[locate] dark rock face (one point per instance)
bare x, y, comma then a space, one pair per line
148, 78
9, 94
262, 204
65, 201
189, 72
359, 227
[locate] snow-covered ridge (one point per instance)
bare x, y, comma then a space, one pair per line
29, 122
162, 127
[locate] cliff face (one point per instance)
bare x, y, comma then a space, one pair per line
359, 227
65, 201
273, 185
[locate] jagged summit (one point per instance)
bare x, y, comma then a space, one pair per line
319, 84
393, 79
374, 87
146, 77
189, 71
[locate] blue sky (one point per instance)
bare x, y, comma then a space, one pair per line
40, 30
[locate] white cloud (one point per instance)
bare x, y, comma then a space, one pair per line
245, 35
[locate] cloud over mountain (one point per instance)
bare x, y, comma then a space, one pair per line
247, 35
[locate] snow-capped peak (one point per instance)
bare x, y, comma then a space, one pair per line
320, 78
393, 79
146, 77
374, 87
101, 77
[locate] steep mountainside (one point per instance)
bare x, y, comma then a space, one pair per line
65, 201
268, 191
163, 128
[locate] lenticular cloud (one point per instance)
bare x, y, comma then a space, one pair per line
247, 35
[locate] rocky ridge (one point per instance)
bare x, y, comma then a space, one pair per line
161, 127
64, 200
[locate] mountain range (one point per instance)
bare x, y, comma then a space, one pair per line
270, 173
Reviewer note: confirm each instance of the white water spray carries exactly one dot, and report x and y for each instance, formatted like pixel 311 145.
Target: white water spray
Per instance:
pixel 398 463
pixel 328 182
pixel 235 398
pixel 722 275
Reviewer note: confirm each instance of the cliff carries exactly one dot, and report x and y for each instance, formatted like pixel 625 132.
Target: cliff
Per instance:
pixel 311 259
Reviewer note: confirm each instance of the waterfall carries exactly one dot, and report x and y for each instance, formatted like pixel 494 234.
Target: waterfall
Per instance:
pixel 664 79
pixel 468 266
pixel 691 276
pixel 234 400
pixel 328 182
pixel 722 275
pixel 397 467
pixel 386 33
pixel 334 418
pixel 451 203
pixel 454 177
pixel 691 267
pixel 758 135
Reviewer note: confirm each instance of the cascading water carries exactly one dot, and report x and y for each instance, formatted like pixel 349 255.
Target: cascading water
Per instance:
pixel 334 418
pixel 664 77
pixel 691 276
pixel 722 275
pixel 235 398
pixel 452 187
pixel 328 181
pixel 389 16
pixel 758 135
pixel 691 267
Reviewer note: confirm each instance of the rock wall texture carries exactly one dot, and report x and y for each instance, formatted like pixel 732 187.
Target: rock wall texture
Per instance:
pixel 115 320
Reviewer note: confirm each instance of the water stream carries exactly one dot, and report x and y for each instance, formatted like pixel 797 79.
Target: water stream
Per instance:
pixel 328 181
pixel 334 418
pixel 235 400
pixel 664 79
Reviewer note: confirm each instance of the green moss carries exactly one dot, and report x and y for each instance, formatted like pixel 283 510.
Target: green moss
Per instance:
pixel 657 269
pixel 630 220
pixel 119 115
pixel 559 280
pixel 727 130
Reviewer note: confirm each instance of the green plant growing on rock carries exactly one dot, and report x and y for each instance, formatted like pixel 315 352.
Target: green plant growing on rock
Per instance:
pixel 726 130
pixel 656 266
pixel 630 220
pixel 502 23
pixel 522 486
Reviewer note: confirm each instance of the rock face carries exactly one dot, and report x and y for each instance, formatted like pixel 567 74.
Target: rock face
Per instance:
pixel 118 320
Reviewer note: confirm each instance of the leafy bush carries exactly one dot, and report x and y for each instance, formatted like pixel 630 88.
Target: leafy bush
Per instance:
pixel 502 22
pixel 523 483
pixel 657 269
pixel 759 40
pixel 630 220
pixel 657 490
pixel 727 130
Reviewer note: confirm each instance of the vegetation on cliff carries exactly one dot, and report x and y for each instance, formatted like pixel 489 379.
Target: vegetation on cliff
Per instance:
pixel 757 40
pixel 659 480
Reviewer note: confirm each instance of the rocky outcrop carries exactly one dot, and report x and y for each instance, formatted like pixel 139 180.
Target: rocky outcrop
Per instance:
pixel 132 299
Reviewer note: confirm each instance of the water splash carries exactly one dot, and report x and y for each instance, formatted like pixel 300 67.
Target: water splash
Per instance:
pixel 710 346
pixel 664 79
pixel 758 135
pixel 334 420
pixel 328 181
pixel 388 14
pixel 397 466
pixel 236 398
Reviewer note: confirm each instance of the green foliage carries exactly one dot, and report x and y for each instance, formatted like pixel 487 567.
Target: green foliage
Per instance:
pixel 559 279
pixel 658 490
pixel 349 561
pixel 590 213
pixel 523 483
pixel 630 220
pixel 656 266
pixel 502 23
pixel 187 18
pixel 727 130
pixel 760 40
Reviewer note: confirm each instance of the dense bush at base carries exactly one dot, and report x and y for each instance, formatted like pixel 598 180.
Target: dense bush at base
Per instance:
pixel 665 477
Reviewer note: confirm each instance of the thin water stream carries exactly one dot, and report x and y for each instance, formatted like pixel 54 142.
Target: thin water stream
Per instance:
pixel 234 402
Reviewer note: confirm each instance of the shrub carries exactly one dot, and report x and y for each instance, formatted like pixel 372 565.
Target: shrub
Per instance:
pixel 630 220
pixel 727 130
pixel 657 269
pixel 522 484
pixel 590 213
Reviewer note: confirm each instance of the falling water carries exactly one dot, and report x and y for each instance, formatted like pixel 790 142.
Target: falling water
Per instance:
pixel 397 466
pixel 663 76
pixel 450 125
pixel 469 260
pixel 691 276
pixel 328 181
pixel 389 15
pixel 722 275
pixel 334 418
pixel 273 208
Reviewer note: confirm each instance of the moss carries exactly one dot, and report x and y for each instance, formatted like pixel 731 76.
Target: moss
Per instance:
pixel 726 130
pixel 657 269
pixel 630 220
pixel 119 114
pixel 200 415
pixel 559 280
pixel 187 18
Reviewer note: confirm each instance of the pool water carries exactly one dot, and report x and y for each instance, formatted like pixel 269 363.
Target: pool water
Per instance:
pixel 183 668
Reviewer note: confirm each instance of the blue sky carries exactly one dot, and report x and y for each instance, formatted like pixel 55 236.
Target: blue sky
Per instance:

━━━

» Instructions for the task
All lines of the entries above where "pool" turns up should be reported.

» Problem solution
Reviewer note: confirm each instance of the pool water carries exactly one dot, and report x and y for each instance, formatted like pixel 269 363.
Target: pool water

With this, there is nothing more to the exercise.